==== Input records

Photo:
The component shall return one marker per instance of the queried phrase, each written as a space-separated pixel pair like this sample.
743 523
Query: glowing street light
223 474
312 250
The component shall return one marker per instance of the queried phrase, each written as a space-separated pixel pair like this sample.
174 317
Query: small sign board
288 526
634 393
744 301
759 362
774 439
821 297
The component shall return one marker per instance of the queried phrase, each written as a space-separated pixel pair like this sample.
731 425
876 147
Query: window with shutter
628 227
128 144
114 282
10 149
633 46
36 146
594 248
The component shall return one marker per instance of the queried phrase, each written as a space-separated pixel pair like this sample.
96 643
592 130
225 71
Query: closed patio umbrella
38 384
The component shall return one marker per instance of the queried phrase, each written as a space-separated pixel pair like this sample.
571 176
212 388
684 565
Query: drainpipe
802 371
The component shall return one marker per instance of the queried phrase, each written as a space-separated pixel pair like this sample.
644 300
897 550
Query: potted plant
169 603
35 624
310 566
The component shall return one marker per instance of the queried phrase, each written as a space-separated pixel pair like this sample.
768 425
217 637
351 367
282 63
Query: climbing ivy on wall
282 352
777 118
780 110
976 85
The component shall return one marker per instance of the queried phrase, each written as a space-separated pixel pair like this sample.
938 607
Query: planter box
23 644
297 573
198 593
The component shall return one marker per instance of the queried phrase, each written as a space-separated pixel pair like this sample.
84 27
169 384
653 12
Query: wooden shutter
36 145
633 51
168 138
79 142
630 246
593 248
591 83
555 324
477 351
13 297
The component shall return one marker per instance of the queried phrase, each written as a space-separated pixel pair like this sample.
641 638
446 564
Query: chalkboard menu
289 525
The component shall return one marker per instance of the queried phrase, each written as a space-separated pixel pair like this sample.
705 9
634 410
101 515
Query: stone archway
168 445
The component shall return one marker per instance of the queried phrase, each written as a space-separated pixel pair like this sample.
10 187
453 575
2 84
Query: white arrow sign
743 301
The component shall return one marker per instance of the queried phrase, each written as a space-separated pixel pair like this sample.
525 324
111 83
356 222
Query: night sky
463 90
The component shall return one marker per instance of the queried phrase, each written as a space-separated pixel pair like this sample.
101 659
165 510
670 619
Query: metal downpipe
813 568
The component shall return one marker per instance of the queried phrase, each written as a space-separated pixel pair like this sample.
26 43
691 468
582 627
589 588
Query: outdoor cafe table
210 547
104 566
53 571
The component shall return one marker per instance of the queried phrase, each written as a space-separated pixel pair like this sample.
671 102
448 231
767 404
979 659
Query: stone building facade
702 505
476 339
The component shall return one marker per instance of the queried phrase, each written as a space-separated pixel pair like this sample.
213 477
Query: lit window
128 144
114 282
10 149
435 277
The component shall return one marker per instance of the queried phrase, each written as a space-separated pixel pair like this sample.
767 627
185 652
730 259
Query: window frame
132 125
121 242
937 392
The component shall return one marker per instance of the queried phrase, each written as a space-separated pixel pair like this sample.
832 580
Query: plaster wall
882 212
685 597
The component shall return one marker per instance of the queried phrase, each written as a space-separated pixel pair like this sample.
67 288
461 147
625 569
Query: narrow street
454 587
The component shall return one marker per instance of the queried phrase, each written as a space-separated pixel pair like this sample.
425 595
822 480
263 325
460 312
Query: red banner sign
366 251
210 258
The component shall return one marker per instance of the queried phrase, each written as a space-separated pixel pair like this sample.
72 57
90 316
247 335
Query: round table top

========

◆ About this exercise
Transcribe all of the data above, character for character.

◆ Response to the exercise
Photo:
The component shall return one marker per instance of the queried phrase, each written as a space-separated pixel pair like this sample.
743 523
Query: glowing street light
223 474
312 250
The component shall return one marker per instance of the queried phrase, each written as a space-separated pixel pair like this sample.
174 317
Query: small sign board
288 526
634 393
744 301
759 362
774 439
821 297
The component shall return one marker per instance of the queried phrase, each written as a space-separated pixel pair like this sample.
731 425
876 147
Query: window with shutter
628 227
128 144
114 282
10 149
633 46
36 146
594 248
The component shall return one marker per instance of the queried phrase, each written as a space-separated pixel pair like this sample.
96 643
592 130
225 71
Query: closed patio umbrella
38 384
The component shall return one marker per instance of the queried phrase, each written as a space-separated pixel pair like this sample.
571 176
212 388
684 565
Query: drainpipe
802 371
The component shall return one marker per instance of the queried phrase, each written as a space-separated pixel pair like this sample.
644 300
897 550
Query: potted plant
169 603
35 624
310 566
The component shall return one marker per instance of the queried phrase, each written as a space-separated pixel pair like this sample.
768 425
217 637
351 367
282 63
Query: climbing ivy on wall
282 352
777 118
780 110
976 85
The component shall return one marker per instance of the queried phrase, each written as a space-separated pixel pair like this sample.
938 607
Query: planter box
23 644
297 573
198 593
The component shall return one marker per instance of the queried phrase, each written as a space-separated pixel pair like this sample.
84 27
169 384
653 12
Query: wooden shutter
36 145
633 51
168 138
79 142
630 246
593 248
591 83
555 324
477 351
13 297
The component shall return one marker per instance of the queried phrase, each written as a space-separated pixel pair like this sample.
641 638
446 564
Query: chalkboard menu
289 525
The component shall return one marker per instance of the queried phrase, each written as a space-separated pixel pair like this sample.
705 9
634 410
101 515
Query: stone archway
168 445
The component shall return one marker per instance of the queried phrase, each written as a space-separated pixel pair like this sample.
10 187
453 575
2 84
Query: white arrow sign
743 301
The component shall return one marker per instance of the queried phrase, each written as a space-separated pixel pair like this sample.
525 324
111 83
356 222
Query: night sky
463 90
The component shall return one marker per instance of the queried phrase, each written as a space-separated pixel pair like this sample.
101 659
165 510
670 619
Query: metal downpipe
813 568
The component shall return one marker per instance of the queried phrase, each written as a space-separated pixel pair like this sample.
26 43
691 468
582 627
589 588
Query: outdoor cafe table
210 547
104 566
53 571
The component shall return one marker per instance of the queried phrase, each written as a space-separated pixel pair like this sample.
671 102
448 231
767 404
979 659
Query: stone building facade
702 505
476 339
The component shall return one marker per instance of the queried phrase, each written as a space-separated pixel pair like this sample.
213 477
Query: lit window
128 144
114 282
10 149
435 277
The component shall return one marker per instance of the queried phrase, each written as a space-separated pixel pair like this sample.
767 627
185 652
730 259
Query: window frame
132 125
121 242
937 392
The component shall return one marker per instance of the queried phrase, each written as a space-separated pixel pair like this sample.
832 580
Query: plaster wall
882 212
685 597
The component shall return one marker per instance of the queried phrase, each written as a space-separated pixel pair like this sample.
67 288
461 147
625 569
Query: narrow street
454 587
The component shall return one marker per instance of the queried phrase, each written as a space-separated pixel pair like this sample.
425 595
822 480
263 325
460 312
Query: red banner sign
366 251
210 258
The component shall return one marker per instance of the queried phrase, each written as a space-separated pixel pair like this sample.
72 57
90 316
247 335
Query: round table top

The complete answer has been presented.